>>>>>

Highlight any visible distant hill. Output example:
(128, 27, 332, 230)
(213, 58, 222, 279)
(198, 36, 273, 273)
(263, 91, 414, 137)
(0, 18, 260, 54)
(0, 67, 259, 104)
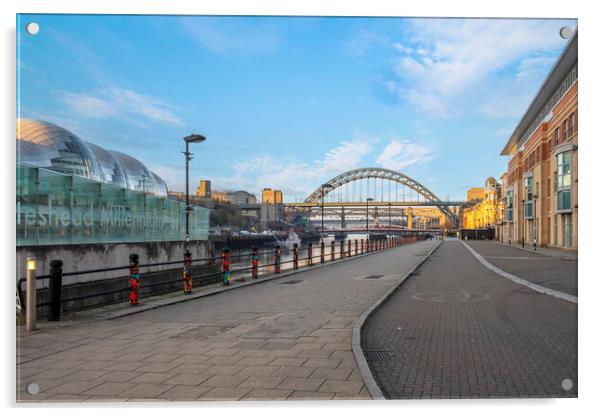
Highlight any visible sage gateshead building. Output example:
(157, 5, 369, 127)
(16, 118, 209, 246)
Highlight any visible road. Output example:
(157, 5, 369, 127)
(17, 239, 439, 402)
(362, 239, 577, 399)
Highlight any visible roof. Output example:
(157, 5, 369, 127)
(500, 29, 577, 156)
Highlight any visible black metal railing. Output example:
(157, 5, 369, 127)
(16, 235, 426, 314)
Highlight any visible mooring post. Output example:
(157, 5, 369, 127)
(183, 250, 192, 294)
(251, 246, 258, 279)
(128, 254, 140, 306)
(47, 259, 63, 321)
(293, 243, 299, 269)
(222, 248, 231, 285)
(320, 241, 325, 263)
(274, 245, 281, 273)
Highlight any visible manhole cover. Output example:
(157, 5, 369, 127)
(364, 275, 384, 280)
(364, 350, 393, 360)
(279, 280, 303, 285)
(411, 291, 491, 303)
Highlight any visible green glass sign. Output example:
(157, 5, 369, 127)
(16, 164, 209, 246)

<<<<<

◆ WHAT YOU HAVE TO DO ◆
The required result is the entries above, printed exactly from the first line through the line with "Highlight any visible road.", pictures excluded.

◆ WRITTEN ANSWER ◆
Highlight any visible distant hill. Output example:
(128, 27, 332, 230)
(213, 58, 222, 279)
(198, 36, 273, 273)
(263, 91, 414, 137)
(0, 18, 260, 54)
(0, 67, 259, 104)
Highlight any visible sage gateshead building. Output example:
(157, 5, 369, 127)
(16, 118, 209, 246)
Highlight any visible road. Output example:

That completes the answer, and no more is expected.